Stored records

_____

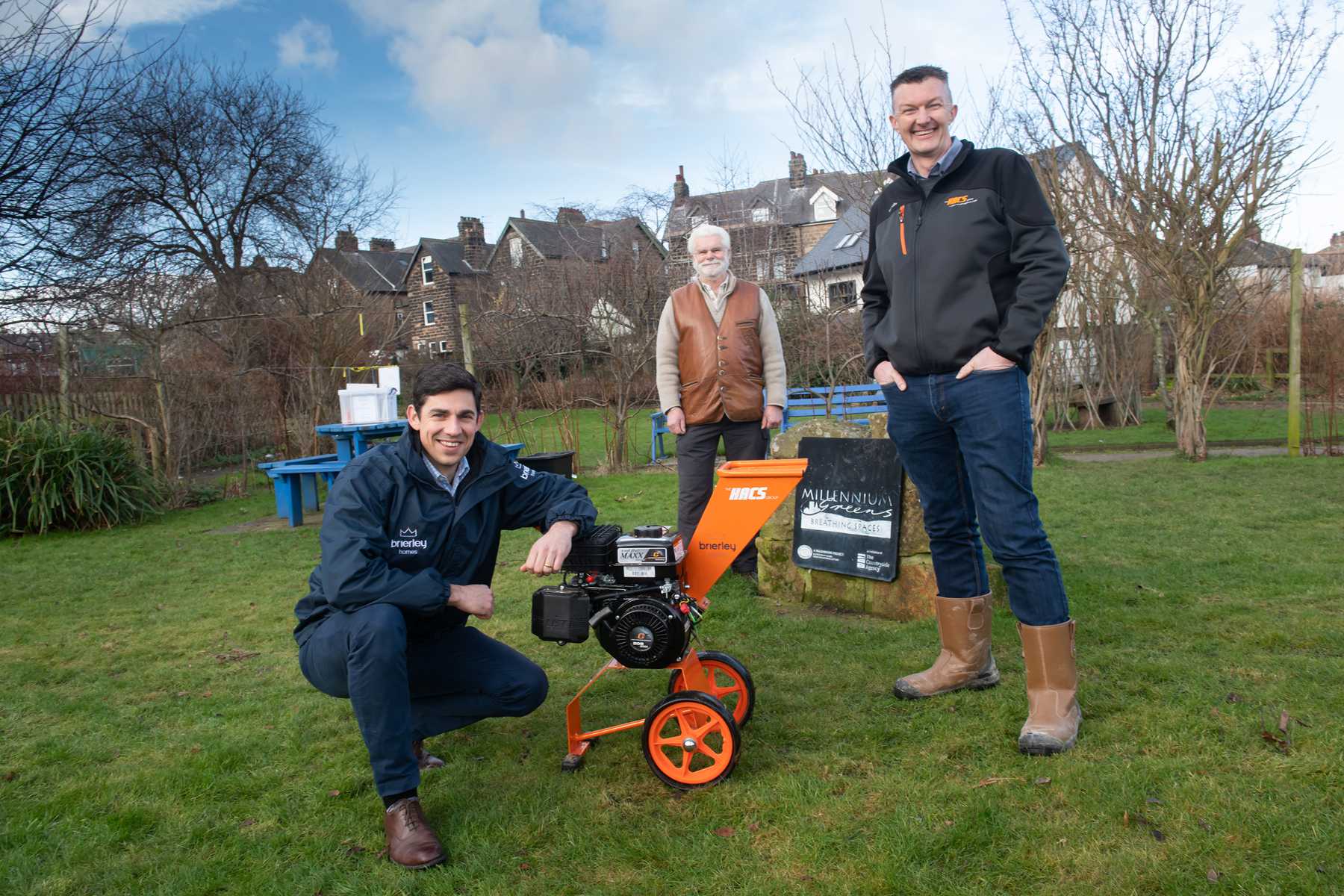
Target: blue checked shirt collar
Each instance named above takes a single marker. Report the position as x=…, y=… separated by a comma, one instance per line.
x=939, y=167
x=463, y=467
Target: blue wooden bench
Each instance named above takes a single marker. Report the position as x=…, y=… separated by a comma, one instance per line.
x=853, y=403
x=850, y=402
x=295, y=480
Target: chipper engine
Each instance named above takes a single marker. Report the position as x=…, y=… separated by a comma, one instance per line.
x=643, y=593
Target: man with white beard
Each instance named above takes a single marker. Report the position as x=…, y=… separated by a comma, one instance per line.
x=718, y=347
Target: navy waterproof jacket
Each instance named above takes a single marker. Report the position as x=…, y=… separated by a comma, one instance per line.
x=391, y=535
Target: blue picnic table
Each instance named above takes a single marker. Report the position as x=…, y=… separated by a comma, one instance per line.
x=354, y=440
x=295, y=480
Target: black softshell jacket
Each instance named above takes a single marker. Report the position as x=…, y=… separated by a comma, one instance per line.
x=391, y=535
x=976, y=264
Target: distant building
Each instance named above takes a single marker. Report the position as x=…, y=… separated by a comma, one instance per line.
x=773, y=225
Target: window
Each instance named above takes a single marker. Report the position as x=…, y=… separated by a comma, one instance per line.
x=841, y=294
x=823, y=205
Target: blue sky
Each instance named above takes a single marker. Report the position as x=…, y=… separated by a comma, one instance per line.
x=487, y=107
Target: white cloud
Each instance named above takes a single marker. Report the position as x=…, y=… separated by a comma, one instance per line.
x=307, y=45
x=483, y=65
x=147, y=13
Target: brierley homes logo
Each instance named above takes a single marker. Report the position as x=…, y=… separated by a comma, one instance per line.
x=409, y=541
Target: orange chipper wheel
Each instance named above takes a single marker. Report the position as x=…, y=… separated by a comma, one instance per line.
x=744, y=499
x=691, y=741
x=729, y=682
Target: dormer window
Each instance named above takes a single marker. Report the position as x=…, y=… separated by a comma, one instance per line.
x=823, y=205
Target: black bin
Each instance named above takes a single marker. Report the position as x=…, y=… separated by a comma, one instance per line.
x=559, y=462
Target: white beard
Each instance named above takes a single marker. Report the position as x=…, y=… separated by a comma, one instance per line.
x=712, y=269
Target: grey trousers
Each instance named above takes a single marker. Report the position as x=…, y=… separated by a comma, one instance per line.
x=695, y=453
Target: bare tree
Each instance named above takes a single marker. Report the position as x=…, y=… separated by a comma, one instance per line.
x=840, y=111
x=58, y=77
x=1194, y=148
x=208, y=168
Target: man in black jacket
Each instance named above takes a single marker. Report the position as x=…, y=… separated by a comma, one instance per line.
x=964, y=267
x=409, y=541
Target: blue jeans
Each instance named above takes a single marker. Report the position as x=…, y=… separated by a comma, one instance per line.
x=967, y=447
x=406, y=685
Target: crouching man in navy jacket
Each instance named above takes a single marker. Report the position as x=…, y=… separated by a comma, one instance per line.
x=409, y=544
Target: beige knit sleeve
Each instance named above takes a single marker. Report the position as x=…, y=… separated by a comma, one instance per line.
x=668, y=373
x=772, y=355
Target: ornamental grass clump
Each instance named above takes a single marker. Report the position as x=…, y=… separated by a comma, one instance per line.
x=57, y=476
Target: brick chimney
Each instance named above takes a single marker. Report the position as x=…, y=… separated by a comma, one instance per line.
x=680, y=190
x=470, y=231
x=566, y=215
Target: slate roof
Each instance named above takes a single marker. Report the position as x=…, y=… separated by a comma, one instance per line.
x=791, y=206
x=838, y=247
x=369, y=270
x=448, y=255
x=1261, y=254
x=569, y=240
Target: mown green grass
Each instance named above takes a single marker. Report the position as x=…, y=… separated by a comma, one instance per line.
x=1226, y=422
x=144, y=751
x=1230, y=422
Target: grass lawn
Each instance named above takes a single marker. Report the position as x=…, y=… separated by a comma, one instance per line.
x=1231, y=422
x=158, y=736
x=1223, y=422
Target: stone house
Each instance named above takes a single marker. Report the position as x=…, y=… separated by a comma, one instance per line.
x=571, y=261
x=373, y=280
x=409, y=296
x=773, y=225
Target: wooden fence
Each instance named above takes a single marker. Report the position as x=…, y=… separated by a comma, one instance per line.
x=25, y=405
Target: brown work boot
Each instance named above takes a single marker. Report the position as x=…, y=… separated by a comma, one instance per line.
x=410, y=841
x=1053, y=714
x=965, y=660
x=423, y=758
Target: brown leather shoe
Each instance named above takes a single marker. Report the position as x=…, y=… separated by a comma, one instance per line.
x=410, y=841
x=1053, y=712
x=965, y=660
x=423, y=758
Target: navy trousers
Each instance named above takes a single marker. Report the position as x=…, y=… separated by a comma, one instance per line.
x=967, y=447
x=408, y=684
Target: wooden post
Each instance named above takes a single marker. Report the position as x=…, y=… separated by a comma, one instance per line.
x=467, y=340
x=63, y=366
x=1295, y=359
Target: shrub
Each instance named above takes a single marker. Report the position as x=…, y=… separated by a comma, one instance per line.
x=55, y=476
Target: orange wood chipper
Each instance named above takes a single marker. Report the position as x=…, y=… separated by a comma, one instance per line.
x=644, y=595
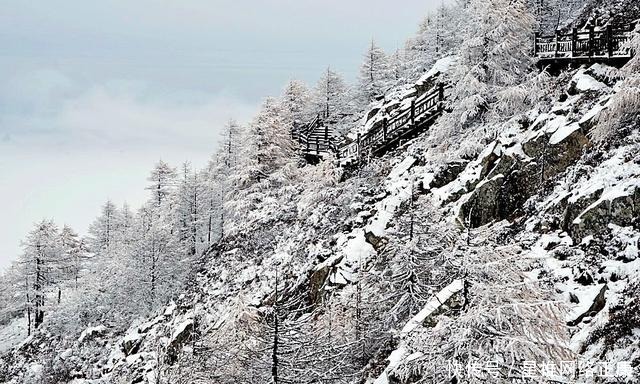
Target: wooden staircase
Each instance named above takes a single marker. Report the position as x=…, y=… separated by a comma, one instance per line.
x=316, y=139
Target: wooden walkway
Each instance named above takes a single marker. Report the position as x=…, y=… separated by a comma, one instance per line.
x=609, y=45
x=316, y=139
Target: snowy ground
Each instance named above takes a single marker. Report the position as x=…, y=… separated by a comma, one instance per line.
x=13, y=334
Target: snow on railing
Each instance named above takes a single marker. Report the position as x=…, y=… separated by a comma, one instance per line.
x=608, y=42
x=379, y=136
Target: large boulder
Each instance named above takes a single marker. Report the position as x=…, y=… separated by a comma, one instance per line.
x=619, y=206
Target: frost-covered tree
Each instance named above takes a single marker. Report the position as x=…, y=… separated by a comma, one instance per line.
x=331, y=97
x=438, y=36
x=375, y=75
x=493, y=79
x=624, y=109
x=103, y=231
x=40, y=260
x=162, y=181
x=73, y=253
x=296, y=98
x=188, y=211
x=267, y=144
x=500, y=317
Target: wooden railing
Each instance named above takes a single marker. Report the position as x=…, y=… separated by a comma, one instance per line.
x=316, y=139
x=606, y=42
x=380, y=137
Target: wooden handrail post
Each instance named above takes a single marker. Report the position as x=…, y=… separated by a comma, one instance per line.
x=591, y=41
x=384, y=129
x=609, y=41
x=326, y=136
x=413, y=113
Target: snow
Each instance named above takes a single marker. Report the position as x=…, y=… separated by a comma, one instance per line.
x=180, y=329
x=168, y=312
x=401, y=354
x=432, y=305
x=585, y=82
x=441, y=66
x=623, y=189
x=595, y=111
x=13, y=334
x=91, y=331
x=399, y=188
x=586, y=297
x=563, y=132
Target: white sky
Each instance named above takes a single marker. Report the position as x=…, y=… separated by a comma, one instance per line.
x=93, y=93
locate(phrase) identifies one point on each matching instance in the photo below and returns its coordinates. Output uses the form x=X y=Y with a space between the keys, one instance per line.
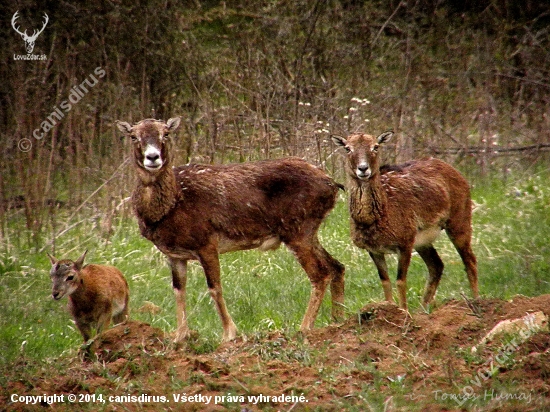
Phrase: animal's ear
x=52 y=259
x=173 y=123
x=339 y=140
x=385 y=137
x=80 y=261
x=124 y=127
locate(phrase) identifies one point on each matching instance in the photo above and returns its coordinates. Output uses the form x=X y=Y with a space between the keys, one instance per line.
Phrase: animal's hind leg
x=320 y=270
x=435 y=269
x=210 y=262
x=179 y=281
x=337 y=286
x=461 y=236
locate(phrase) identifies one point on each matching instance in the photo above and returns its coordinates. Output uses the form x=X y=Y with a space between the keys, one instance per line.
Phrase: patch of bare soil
x=382 y=358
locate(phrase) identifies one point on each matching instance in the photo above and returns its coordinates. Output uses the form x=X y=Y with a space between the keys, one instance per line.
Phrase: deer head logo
x=29 y=40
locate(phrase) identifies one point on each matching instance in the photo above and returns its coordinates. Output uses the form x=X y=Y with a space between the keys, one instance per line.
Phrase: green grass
x=269 y=291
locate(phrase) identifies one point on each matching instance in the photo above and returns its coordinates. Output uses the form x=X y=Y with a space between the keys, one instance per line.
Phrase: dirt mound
x=382 y=356
x=129 y=341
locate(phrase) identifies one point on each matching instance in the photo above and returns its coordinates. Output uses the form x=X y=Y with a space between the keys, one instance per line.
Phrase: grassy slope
x=267 y=291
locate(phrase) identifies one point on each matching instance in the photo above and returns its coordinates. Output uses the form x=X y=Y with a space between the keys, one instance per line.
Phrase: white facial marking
x=151 y=158
x=363 y=170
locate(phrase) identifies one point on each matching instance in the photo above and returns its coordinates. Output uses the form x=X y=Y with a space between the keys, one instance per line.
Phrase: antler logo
x=29 y=40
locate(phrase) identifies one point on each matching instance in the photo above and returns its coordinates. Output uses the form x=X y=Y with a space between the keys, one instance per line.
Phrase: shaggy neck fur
x=367 y=202
x=155 y=194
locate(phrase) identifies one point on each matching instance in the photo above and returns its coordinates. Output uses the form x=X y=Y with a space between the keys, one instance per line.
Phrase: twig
x=68 y=226
x=386 y=23
x=473 y=307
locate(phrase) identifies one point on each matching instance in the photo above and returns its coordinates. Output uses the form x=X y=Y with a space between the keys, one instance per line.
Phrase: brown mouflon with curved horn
x=398 y=209
x=196 y=212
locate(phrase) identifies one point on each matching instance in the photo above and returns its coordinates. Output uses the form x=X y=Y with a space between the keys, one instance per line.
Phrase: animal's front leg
x=179 y=280
x=380 y=261
x=210 y=262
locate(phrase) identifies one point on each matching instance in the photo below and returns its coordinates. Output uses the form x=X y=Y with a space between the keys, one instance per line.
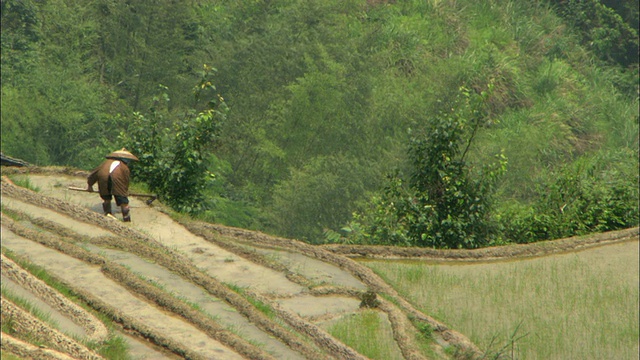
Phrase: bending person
x=112 y=177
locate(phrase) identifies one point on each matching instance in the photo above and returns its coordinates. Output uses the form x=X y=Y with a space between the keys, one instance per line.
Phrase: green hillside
x=431 y=123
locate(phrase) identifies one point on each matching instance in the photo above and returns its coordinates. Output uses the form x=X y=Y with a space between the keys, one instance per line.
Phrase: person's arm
x=92 y=179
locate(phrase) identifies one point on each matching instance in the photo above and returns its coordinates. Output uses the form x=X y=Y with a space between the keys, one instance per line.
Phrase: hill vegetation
x=431 y=123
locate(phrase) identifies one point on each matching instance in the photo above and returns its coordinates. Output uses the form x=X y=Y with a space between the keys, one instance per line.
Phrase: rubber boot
x=126 y=216
x=106 y=207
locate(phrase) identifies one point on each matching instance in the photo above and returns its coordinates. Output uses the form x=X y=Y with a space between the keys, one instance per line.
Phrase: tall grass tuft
x=367 y=333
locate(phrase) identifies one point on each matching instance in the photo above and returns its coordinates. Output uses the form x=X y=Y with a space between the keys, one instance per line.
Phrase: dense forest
x=440 y=123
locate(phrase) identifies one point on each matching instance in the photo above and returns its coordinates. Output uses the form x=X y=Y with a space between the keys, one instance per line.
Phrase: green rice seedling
x=113 y=348
x=366 y=333
x=25 y=182
x=28 y=306
x=578 y=305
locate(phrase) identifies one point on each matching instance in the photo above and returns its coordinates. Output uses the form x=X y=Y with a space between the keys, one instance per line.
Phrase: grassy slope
x=581 y=305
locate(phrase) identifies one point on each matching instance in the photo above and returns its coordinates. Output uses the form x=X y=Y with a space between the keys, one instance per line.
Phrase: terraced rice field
x=172 y=288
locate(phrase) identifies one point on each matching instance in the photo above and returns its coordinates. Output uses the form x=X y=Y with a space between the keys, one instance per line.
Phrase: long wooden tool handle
x=75 y=188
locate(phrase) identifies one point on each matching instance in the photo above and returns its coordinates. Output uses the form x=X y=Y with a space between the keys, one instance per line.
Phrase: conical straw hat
x=122 y=154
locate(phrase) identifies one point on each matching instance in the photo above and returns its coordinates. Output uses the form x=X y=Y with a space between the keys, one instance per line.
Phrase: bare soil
x=185 y=289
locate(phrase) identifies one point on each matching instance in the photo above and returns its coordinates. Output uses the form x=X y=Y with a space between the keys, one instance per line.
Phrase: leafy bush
x=593 y=195
x=444 y=203
x=172 y=160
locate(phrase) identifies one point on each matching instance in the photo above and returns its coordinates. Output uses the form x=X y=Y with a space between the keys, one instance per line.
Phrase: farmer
x=112 y=177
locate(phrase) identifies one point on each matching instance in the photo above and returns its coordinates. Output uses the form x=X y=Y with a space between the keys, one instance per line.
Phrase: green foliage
x=326 y=97
x=172 y=160
x=444 y=204
x=593 y=195
x=602 y=29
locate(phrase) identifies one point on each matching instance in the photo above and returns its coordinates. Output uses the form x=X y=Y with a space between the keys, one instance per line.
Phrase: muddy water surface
x=91 y=279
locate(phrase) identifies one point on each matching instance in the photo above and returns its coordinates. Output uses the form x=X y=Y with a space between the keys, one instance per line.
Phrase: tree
x=173 y=160
x=443 y=203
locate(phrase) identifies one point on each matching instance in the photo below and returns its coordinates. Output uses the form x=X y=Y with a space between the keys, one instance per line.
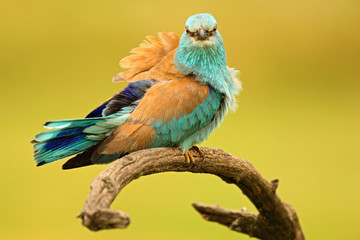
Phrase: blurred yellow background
x=298 y=115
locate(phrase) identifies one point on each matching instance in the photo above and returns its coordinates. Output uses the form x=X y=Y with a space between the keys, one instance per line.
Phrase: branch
x=275 y=220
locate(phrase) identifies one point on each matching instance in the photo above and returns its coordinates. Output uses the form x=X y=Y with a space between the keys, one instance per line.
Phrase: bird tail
x=66 y=138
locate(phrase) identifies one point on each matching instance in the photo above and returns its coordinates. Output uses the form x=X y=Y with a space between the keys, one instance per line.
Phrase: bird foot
x=189 y=157
x=197 y=149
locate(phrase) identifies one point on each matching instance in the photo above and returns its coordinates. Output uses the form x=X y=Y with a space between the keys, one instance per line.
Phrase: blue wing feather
x=69 y=137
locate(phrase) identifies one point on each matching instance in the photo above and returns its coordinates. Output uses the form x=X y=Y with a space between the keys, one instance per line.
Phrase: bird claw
x=200 y=152
x=189 y=157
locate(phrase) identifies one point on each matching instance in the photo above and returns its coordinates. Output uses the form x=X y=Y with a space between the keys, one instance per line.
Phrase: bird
x=179 y=90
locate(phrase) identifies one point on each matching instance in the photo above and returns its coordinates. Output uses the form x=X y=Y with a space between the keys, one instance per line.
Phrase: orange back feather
x=153 y=59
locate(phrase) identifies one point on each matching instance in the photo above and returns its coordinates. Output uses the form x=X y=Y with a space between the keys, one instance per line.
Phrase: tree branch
x=275 y=220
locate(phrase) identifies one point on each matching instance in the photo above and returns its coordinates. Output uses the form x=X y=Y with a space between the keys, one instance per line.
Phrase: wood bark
x=275 y=219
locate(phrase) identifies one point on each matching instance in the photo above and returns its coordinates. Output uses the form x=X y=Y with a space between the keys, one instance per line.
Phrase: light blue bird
x=179 y=92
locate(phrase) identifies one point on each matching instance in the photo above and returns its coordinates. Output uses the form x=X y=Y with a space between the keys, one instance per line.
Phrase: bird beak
x=202 y=34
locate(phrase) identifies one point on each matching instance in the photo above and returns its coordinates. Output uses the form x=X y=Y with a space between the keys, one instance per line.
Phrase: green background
x=298 y=115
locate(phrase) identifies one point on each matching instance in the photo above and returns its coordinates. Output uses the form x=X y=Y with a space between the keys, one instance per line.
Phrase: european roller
x=178 y=93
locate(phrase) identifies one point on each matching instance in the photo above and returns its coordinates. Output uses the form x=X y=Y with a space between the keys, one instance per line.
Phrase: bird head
x=201 y=30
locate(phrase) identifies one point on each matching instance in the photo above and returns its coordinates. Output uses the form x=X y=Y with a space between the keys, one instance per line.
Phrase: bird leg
x=200 y=152
x=189 y=158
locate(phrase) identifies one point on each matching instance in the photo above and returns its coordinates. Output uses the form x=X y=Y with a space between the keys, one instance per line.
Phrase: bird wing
x=168 y=113
x=153 y=59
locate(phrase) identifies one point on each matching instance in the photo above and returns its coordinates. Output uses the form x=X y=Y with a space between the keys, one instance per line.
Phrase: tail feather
x=65 y=140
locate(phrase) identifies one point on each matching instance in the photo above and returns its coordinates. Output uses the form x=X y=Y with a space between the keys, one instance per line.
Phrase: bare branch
x=275 y=220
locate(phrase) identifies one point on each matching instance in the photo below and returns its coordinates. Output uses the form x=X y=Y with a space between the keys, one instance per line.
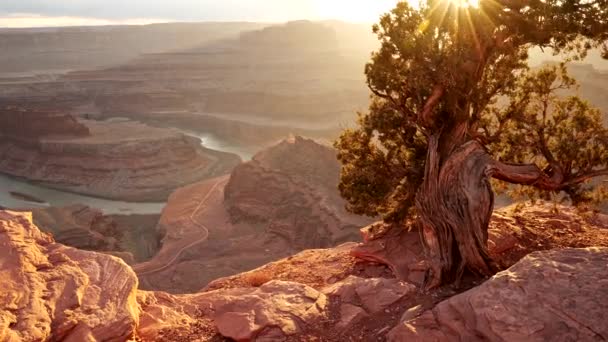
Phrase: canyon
x=125 y=161
x=174 y=182
x=327 y=294
x=281 y=202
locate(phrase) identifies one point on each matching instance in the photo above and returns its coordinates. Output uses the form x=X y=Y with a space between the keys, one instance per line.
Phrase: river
x=61 y=198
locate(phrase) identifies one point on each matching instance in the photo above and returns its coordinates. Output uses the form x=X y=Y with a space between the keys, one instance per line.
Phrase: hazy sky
x=27 y=13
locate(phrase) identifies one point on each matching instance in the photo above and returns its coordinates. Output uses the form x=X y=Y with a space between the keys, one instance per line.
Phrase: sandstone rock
x=559 y=295
x=291 y=189
x=514 y=232
x=350 y=315
x=241 y=314
x=375 y=294
x=396 y=247
x=125 y=161
x=54 y=292
x=130 y=237
x=272 y=312
x=282 y=202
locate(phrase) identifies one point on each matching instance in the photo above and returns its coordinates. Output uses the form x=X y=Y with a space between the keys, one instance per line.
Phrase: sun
x=467 y=3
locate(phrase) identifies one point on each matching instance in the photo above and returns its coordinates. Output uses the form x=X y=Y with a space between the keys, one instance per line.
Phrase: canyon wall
x=123 y=161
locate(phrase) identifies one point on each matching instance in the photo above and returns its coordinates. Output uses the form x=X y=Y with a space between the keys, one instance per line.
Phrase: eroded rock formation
x=557 y=295
x=53 y=292
x=281 y=202
x=126 y=161
x=132 y=237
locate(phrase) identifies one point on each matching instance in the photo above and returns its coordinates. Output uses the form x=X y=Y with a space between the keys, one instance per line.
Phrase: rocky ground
x=276 y=205
x=62 y=293
x=122 y=161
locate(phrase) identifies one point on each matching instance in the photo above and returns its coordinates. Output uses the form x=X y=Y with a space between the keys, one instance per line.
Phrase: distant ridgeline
x=32 y=125
x=295 y=34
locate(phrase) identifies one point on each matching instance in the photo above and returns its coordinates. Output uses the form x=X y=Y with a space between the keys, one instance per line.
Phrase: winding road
x=140 y=268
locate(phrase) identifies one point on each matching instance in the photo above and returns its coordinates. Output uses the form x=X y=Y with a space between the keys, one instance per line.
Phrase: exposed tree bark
x=455 y=204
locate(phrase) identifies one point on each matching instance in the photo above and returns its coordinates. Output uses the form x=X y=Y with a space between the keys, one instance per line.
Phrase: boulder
x=242 y=314
x=559 y=295
x=373 y=294
x=53 y=292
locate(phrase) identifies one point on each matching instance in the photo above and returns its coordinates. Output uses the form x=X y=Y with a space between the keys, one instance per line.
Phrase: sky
x=40 y=13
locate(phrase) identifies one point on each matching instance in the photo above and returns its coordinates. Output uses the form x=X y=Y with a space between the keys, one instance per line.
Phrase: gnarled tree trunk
x=454 y=205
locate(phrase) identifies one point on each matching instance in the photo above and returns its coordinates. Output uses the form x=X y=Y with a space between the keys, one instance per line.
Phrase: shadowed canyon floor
x=276 y=205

_____

Goal
Scale the items starting with the line containing "Target: slate roof" and going on through the line containing "x=644, y=595", both included. Give back only those lines, requests included, with every answer coordinate multiplied by 0.4 and rounded to a whole number (halves go up), leaving the requests and their format samples unchanged.

Worked answer
Target: slate roof
Each instance named above takes a single marker. Report the position as x=…, y=… separated by a comma, one instance per line.
x=316, y=82
x=335, y=99
x=148, y=108
x=179, y=102
x=504, y=102
x=228, y=96
Target: mown green grass
Each instance named above takes a single marker. Report the position as x=…, y=… separated by a comma, one instance per line.
x=490, y=169
x=58, y=300
x=492, y=169
Target: grass lawn
Each instance named above takes a single marker. Report the position as x=…, y=… separated by a comma, one instance per line.
x=492, y=169
x=63, y=294
x=489, y=169
Target: stone house
Each instance named above takes a single marker. Report the position as x=…, y=… separated by a comma, one instance per line.
x=228, y=104
x=149, y=112
x=164, y=118
x=309, y=90
Target: wooden fence
Each instance named above takes a single marker. Report the position as x=…, y=… separated by a comma, one instance per line.
x=10, y=162
Target: brown work boot
Each instance named above takes a single marker. Report the position as x=…, y=… separated by a comma, one instance per line.
x=164, y=336
x=421, y=286
x=386, y=264
x=169, y=303
Target: brown leather shoe
Each instance named above takes a single marker. Report the position as x=…, y=… separated by a comma, one instance per line.
x=164, y=336
x=421, y=285
x=386, y=264
x=169, y=303
Target: navy trousers
Each instance named above takes a single marker. Report the position as x=…, y=… separated by a comma, one instance per line.
x=387, y=179
x=163, y=274
Target: wooden post
Each instance named above takes a single marker. Report the position as x=…, y=… separated by a comma, one instance per line.
x=187, y=136
x=25, y=146
x=518, y=144
Target: shrub
Each instance named above takes a single marker. Report the position as x=…, y=… separated by a comma, one instance per line.
x=22, y=190
Target: orange wood chipper
Each instance named above takes a single marker. Report the position as x=…, y=… separated by a comma, one instance per line.
x=258, y=238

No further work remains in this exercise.